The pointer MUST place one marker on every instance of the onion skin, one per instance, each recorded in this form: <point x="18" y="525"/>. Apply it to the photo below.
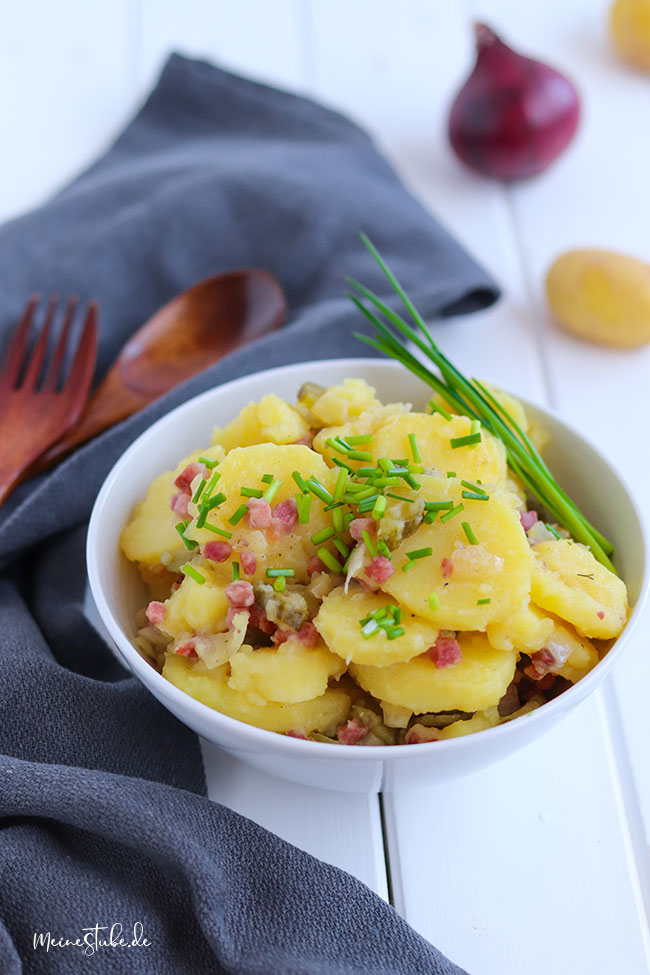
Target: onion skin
<point x="513" y="116"/>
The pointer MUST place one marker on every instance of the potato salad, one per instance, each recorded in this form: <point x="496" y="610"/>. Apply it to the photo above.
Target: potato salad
<point x="355" y="572"/>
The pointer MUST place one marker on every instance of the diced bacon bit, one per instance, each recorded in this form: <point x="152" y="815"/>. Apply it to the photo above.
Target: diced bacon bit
<point x="446" y="567"/>
<point x="308" y="634"/>
<point x="156" y="612"/>
<point x="445" y="652"/>
<point x="178" y="503"/>
<point x="352" y="732"/>
<point x="284" y="516"/>
<point x="240" y="594"/>
<point x="187" y="650"/>
<point x="260" y="620"/>
<point x="248" y="562"/>
<point x="380" y="569"/>
<point x="359" y="525"/>
<point x="315" y="565"/>
<point x="280" y="636"/>
<point x="259" y="513"/>
<point x="184" y="480"/>
<point x="528" y="519"/>
<point x="217" y="551"/>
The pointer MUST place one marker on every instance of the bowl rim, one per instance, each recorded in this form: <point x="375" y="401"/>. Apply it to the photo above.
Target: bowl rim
<point x="301" y="748"/>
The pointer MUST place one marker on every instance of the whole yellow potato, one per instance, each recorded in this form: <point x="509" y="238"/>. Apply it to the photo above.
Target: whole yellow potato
<point x="629" y="28"/>
<point x="601" y="296"/>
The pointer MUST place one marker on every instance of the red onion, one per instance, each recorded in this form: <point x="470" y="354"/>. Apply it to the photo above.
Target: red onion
<point x="513" y="116"/>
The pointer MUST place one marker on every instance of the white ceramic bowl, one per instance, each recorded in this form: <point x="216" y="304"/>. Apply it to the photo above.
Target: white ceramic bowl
<point x="119" y="592"/>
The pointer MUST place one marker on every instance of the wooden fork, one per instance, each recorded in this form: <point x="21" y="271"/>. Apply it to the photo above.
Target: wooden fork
<point x="35" y="410"/>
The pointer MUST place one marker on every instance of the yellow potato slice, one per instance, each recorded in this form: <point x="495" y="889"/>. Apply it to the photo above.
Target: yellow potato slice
<point x="324" y="713"/>
<point x="271" y="420"/>
<point x="496" y="569"/>
<point x="478" y="682"/>
<point x="287" y="674"/>
<point x="485" y="461"/>
<point x="338" y="623"/>
<point x="150" y="531"/>
<point x="569" y="582"/>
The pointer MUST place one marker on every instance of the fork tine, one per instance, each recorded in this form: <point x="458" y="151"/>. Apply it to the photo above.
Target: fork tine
<point x="16" y="351"/>
<point x="52" y="377"/>
<point x="38" y="355"/>
<point x="83" y="365"/>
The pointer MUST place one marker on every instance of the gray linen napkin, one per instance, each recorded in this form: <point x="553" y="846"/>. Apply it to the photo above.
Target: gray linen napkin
<point x="103" y="815"/>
______________________________
PROBLEM
Count the lines of the material holding "above". Report the number alone.

RESPONSE BELOW
10